═════ EXTRAIT
Sans enfourcher les chevaux de bataille du président de la république Kaïs Saied, et sans cautionner son populisme dangereux pour le devenir de la démocratie en Tunisie, la priorité des forces démocratiques et de la société civile doit être la constitution d’un front, le plus large possible, contre la nouvelle offensive du parti islamiste Ennahdha et de ses rejetons salafistes, qui représentent aujourd’hui le principal obstacle à l’aboutissement de la transition démocratique et la véritable menace pour l’indépendance et l’avenir du pays.
══════════
═════ EXTRAITS DES LIGNES
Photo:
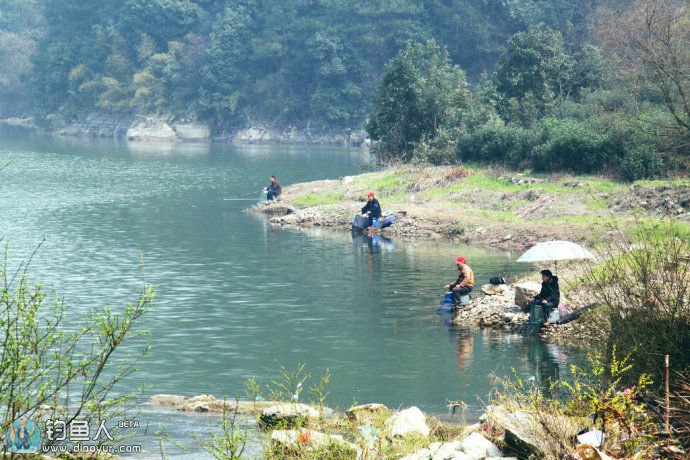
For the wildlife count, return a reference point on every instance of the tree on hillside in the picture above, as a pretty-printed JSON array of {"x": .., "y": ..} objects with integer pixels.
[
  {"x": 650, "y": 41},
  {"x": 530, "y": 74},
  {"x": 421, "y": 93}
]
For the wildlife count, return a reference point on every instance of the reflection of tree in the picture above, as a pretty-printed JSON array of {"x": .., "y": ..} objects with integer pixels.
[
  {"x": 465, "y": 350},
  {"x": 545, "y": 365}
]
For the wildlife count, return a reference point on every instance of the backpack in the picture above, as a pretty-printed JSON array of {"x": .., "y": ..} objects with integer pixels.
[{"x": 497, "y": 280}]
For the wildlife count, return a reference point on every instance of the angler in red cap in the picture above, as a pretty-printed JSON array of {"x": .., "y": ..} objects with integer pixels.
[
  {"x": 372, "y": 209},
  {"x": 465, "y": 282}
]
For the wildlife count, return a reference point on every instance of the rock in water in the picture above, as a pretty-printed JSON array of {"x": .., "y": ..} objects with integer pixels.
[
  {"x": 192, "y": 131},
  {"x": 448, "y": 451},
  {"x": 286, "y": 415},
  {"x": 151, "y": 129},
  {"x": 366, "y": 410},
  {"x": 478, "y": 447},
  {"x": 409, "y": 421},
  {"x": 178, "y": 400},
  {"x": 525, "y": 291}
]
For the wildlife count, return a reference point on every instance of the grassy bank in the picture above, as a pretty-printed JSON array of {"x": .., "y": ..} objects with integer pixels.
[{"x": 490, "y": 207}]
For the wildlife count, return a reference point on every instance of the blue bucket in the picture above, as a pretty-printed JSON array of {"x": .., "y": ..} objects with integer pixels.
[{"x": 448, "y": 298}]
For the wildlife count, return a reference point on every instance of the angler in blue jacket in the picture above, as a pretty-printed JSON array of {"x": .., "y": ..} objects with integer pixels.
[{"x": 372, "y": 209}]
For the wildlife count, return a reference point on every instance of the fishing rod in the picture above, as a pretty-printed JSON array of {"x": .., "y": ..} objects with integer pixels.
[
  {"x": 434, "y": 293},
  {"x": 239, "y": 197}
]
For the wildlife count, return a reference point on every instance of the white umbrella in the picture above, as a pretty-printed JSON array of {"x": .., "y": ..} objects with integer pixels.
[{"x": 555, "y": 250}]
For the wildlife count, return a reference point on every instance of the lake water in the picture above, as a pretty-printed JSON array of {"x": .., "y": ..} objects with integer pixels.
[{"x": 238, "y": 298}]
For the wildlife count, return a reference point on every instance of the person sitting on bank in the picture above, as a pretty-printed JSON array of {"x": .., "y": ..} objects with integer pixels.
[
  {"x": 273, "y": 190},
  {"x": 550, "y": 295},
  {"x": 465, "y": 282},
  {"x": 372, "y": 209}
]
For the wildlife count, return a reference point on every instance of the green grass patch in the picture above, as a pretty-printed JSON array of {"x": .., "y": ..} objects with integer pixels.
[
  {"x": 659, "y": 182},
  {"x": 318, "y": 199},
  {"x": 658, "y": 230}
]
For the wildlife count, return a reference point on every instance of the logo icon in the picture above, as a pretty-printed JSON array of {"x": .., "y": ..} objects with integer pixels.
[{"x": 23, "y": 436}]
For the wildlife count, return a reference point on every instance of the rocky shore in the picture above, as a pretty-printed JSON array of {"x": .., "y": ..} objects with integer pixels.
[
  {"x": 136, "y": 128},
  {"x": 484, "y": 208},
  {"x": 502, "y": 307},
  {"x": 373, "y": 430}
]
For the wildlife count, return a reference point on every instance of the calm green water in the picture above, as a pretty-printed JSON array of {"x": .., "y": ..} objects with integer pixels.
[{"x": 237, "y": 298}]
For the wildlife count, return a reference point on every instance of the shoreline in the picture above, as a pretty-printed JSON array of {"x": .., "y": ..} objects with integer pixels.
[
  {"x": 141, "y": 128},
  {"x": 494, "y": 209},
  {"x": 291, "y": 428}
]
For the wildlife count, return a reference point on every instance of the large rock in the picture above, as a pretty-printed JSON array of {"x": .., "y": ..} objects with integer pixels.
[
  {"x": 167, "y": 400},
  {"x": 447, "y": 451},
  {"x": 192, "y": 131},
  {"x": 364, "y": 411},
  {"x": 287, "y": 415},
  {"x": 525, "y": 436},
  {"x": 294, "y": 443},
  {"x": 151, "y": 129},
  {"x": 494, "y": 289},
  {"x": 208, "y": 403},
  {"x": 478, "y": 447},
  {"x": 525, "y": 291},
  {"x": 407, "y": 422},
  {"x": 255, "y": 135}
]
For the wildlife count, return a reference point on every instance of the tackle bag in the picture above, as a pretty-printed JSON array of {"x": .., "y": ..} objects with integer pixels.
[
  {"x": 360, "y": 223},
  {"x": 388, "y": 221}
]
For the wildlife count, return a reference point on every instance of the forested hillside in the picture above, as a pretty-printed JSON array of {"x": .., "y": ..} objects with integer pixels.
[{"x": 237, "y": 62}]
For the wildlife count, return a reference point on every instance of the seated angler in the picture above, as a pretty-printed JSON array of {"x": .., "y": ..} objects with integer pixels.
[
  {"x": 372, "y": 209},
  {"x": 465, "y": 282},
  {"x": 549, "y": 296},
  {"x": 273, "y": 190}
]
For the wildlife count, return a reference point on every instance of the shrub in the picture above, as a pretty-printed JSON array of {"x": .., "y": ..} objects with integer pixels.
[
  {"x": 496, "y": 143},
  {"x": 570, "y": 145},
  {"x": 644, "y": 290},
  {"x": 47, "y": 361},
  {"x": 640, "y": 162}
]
══════════
_TRAVAIL DEMANDÉ_:
1. Recopiez fidèlement le passage de l'extrait qui s'ouvre sur les mots contenant "Sans enfourcher les" et se termine par "l’avenir du pays.".
2. Répondez brièvement aux questions suivantes d'après l'extrait.
(a) Quel est le nom du président de la république mentionné ?
(b) Quel parti islamiste est désigné ?
(c) Quelle doit être la priorité des forces démocratiques et de la société civile ?

_RÉPONSES ATTENDUES_:
1.
Sans enfourcher les chevaux de bataille du président de la république Kaïs Saied, et sans cautionner son populisme dangereux pour le devenir de la démocratie en Tunisie, la priorité des forces démocratiques et de la société civile doit être la constitution d’un front, le plus large possible, contre la nouvelle offensive du parti islamiste Ennahdha et de ses rejetons salafistes, qui représentent aujourd’hui le principal obstacle à l’aboutissement de la transition démocratique et la véritable menace pour l’indépendance et l’avenir du pays.

2.
(a) Kaïs Saied.
(b) Ennahdha.
(c) La constitution d'un front, le plus large possible, contre la nouvelle offensive d'Ennahdha et de ses rejetons salafistes.